<<<<

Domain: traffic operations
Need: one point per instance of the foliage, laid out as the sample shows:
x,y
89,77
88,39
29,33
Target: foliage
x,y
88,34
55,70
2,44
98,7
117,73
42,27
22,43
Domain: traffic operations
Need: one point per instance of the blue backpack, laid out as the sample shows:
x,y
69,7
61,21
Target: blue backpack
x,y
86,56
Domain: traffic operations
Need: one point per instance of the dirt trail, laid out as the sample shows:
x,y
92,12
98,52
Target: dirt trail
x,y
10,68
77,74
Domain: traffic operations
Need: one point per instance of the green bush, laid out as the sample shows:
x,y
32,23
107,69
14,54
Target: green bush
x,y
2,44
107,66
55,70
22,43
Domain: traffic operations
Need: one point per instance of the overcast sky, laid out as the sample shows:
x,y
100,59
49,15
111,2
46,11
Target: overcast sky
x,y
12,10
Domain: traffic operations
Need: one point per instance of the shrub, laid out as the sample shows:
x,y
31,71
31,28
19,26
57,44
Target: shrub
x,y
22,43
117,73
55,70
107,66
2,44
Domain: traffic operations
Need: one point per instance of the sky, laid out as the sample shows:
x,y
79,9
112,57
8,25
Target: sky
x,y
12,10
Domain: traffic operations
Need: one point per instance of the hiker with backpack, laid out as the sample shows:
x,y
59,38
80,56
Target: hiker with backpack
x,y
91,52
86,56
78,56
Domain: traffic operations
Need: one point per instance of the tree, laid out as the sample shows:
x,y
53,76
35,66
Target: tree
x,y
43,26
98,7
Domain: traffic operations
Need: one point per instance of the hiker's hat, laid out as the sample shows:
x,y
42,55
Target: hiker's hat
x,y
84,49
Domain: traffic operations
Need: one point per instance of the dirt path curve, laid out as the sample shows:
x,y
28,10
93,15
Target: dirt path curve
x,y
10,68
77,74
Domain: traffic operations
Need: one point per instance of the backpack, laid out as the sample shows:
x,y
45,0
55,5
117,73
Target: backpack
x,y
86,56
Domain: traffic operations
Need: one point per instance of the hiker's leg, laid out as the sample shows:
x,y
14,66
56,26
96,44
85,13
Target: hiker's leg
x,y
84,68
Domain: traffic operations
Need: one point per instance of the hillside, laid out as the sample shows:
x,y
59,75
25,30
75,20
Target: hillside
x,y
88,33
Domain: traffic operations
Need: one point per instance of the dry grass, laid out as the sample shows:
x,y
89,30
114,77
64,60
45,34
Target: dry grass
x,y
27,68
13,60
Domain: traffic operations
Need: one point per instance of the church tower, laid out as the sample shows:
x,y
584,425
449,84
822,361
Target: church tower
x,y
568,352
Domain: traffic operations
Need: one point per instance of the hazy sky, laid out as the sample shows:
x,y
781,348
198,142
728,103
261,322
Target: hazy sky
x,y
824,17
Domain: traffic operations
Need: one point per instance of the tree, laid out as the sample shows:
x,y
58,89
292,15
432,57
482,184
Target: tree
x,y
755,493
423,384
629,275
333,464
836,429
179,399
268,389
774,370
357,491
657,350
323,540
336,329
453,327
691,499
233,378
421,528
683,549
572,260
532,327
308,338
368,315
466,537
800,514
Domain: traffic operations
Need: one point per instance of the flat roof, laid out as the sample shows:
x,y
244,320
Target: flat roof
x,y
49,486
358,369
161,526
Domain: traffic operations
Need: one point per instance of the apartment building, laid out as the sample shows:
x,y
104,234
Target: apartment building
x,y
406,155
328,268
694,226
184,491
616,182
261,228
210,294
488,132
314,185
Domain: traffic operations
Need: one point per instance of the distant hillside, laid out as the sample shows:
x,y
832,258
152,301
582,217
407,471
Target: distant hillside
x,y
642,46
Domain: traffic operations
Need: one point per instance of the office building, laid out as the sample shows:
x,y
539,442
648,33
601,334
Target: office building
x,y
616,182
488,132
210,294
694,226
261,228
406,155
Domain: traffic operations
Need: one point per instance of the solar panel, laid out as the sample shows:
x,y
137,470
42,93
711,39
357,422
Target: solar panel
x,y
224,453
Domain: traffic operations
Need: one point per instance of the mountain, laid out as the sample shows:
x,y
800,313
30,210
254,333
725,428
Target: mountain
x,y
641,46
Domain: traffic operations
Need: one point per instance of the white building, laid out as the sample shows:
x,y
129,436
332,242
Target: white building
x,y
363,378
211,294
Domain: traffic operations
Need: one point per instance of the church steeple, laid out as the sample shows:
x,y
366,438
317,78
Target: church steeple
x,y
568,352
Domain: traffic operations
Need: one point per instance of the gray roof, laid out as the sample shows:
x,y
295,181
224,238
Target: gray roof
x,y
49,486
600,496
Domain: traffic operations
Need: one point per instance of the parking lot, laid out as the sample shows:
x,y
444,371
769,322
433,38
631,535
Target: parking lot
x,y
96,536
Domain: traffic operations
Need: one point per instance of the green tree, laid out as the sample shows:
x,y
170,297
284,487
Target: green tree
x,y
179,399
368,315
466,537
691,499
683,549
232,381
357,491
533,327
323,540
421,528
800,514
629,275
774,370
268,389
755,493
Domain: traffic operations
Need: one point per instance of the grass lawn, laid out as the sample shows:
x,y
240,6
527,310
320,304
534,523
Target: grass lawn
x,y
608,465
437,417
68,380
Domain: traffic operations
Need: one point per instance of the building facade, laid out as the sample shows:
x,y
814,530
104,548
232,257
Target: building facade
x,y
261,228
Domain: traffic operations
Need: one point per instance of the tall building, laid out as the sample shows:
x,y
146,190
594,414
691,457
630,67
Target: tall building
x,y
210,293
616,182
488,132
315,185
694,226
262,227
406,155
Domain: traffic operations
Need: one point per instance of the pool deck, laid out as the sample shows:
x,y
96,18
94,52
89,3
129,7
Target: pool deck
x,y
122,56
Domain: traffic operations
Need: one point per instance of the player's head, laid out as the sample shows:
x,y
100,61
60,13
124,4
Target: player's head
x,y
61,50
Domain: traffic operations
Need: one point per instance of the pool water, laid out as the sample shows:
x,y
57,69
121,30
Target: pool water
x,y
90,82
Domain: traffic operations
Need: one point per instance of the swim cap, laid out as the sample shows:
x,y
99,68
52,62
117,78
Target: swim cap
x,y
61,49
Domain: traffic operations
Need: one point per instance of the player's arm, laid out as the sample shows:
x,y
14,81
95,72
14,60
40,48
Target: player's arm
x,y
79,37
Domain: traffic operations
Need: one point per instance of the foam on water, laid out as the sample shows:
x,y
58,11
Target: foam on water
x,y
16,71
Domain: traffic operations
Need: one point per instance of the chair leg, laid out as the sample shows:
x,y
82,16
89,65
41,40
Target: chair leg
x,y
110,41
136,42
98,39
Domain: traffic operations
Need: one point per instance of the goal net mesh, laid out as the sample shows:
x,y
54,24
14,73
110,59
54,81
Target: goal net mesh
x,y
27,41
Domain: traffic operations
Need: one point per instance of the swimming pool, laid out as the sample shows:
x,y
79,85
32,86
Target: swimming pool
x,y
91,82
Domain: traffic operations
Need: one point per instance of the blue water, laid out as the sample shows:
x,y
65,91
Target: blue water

>>>>

EXERCISE AIM: Each entry is to be retyped precisely as it stands.

THE COMPLETED TASK:
Domain: traffic operations
Need: one point per instance of the foliage, laid out as the sample shows:
x,y
89,77
88,39
29,33
Target: foliage
x,y
88,34
55,70
2,44
98,7
117,73
42,27
22,43
Domain: traffic operations
Need: one point per instance of the blue backpack, laid out as the sample shows:
x,y
69,7
61,21
Target: blue backpack
x,y
86,56
Domain: traffic operations
Need: one point per instance of the dirt trail, laid out as the sample shows:
x,y
92,12
98,52
Target: dirt trail
x,y
10,68
77,74
Domain: traffic operations
Need: one point per instance of the green bush, laid out as the sample shows:
x,y
32,23
107,69
14,54
Target: green bush
x,y
2,44
107,66
55,70
22,43
Domain: traffic operations
Need: one point per instance of the overcast sky, laid out as the sample shows:
x,y
100,59
49,15
111,2
46,11
Target: overcast sky
x,y
12,10
Domain: traffic operations
Need: one point per instance of the shrub, laid out as the sample shows:
x,y
31,71
31,28
19,26
57,44
Target: shrub
x,y
22,43
117,73
55,70
107,66
2,44
Domain: traffic operations
Need: one point per instance of the sky, laid out as the sample shows:
x,y
79,9
112,57
8,25
Target: sky
x,y
12,10
Domain: traffic operations
Need: one point per instance of the hiker with backpack, laid out as the sample shows:
x,y
59,38
80,56
Target: hiker with backpack
x,y
91,52
86,56
78,56
Domain: traffic operations
Need: one point per instance of the tree, laid out as the sample shows:
x,y
53,76
35,66
Target: tree
x,y
43,26
98,7
Domain: traffic operations
Need: one point per instance of the hiker's hat, laid out as the sample shows:
x,y
42,55
Target: hiker's hat
x,y
84,49
Domain: traffic operations
Need: one point per instance of the dirt path curve, laid out as the sample shows:
x,y
28,10
93,15
Target: dirt path curve
x,y
10,68
77,74
Domain: traffic operations
Need: one point per instance of the backpack, laid out as the sample shows:
x,y
45,0
55,5
117,73
Target: backpack
x,y
86,56
Domain: traffic operations
Need: one point per instance of the hiker's leg, laid out as the sample shows:
x,y
14,66
56,26
96,44
85,13
Target: hiker's leg
x,y
84,68
Domain: traffic operations
Need: one point per instance of the hillside, laid out as the sample shows:
x,y
59,75
25,30
75,20
Target: hillside
x,y
88,33
Domain: traffic operations
Need: one point per instance of the dry grass, laid out as the sample shows:
x,y
89,30
114,77
64,60
45,34
Target: dry grass
x,y
27,68
13,60
Domain: traffic operations
Need: one point per instance of the church tower, laid out as the sample shows:
x,y
584,425
449,84
822,361
Target: church tower
x,y
568,352
Domain: traffic operations
Need: one point per instance of the hazy sky, laid out as the sample shows:
x,y
781,348
198,142
728,103
261,322
Target: hazy sky
x,y
824,17
Domain: traffic operations
Need: one point per instance of the tree, laid out as the sample shows:
x,y
58,89
292,15
432,57
482,184
Target: tree
x,y
755,493
423,384
629,275
333,464
836,429
179,399
268,389
774,370
357,491
657,350
323,540
336,329
453,327
691,499
233,378
421,528
683,549
572,260
532,327
308,338
368,315
466,537
800,514
Domain: traffic operations
Need: one point per instance of the flat roof, laid out as the sample shows:
x,y
244,320
Target: flat roof
x,y
49,486
358,369
161,526
Domain: traffic operations
Need: one point per instance of the apartment building, laid out as the sample shows:
x,y
104,234
Target: apartment building
x,y
406,155
328,268
694,226
184,491
616,182
261,228
210,294
488,132
314,185
Domain: traffic operations
Need: one point per instance of the distant hillside, laid out as the sample shows:
x,y
832,258
152,301
582,217
407,471
Target: distant hillside
x,y
642,46
Domain: traffic operations
Need: one point per instance of the office building, laid out as the sample shows:
x,y
539,442
648,33
601,334
Target: office building
x,y
616,182
488,132
210,294
694,226
261,228
406,155
Domain: traffic operations
Need: one point per instance of the solar panel, laid out as the sample shows:
x,y
137,470
42,93
711,39
357,422
Target: solar panel
x,y
224,453
Domain: traffic operations
Need: one point per instance of the mountain, laid out as the sample shows:
x,y
800,313
30,210
254,333
725,428
Target: mountain
x,y
641,46
Domain: traffic operations
Need: one point per instance of the white building, laid out as the sample shows:
x,y
129,436
332,242
Target: white building
x,y
363,378
211,294
Domain: traffic operations
Need: one point per instance of the church steeple, laid out as the sample shows:
x,y
366,438
317,78
Target: church steeple
x,y
568,352
Domain: traffic operations
Need: one point per instance of the gray roof, laid out as the sample shows:
x,y
295,181
224,238
Target: gray roof
x,y
49,486
600,496
Domain: traffic operations
Need: one point per instance of the parking lot, laid out as the sample shows:
x,y
444,371
769,322
433,38
631,535
Target: parking lot
x,y
96,536
Domain: traffic operations
Need: one point per instance of the green tree, laid out as the sample shows:
x,y
170,297
284,487
Target: green tree
x,y
179,399
368,315
466,537
691,499
683,549
232,381
357,491
533,327
323,540
421,528
800,514
629,275
774,370
268,389
755,493
Domain: traffic operations
Need: one point per instance of the grass lawn, laid out as the sample shows:
x,y
240,6
527,310
320,304
534,523
Target: grass lawn
x,y
608,465
437,417
68,380
Domain: traffic operations
Need: one point per instance of the building facade, laid out as the sample shows:
x,y
814,530
104,548
232,257
Target: building facade
x,y
261,228
Domain: traffic operations
Need: one point per instance of the tall building, laid out as the sample shows:
x,y
146,190
594,414
691,457
630,67
Target: tall building
x,y
210,293
616,182
488,132
315,185
694,226
262,227
406,155
Domain: traffic operations
Need: one point per instance of the pool deck, laid out as the sample shows:
x,y
96,18
94,52
89,3
129,7
Target: pool deck
x,y
122,56
Domain: traffic operations
Need: one point per instance of the player's head, laid out as the sample shows:
x,y
100,61
60,13
124,4
Target: player's head
x,y
61,50
Domain: traffic operations
Need: one point per instance of the pool water, laid out as the sample shows:
x,y
57,69
121,30
Target: pool water
x,y
90,82
Domain: traffic operations
Need: one point per instance of the swim cap, laid out as the sample shows:
x,y
99,68
52,62
117,78
Target: swim cap
x,y
61,49
Domain: traffic operations
Need: one point per instance of the player's arm, laid out as the sample shows:
x,y
14,81
95,72
14,60
40,48
Target: player's arm
x,y
79,37
Domain: traffic operations
Need: one point per instance of the foam on water, laid out as the sample shows:
x,y
58,11
Target: foam on water
x,y
16,71
Domain: traffic operations
Need: one point per instance of the chair leg, laid out as the sample shows:
x,y
82,16
89,65
41,40
Target: chair leg
x,y
110,41
136,42
98,39
Domain: traffic operations
Need: one point per instance of the goal net mesh, laid out as the sample shows:
x,y
54,24
14,73
110,59
54,81
Target: goal net mesh
x,y
27,41
Domain: traffic operations
Need: one point per instance of the swimming pool, laid out as the sample shows:
x,y
79,85
32,86
Target: swimming pool
x,y
91,82
Domain: traffic operations
Need: one point per instance of the blue water, laid out as the sample shows:
x,y
65,91
Target: blue water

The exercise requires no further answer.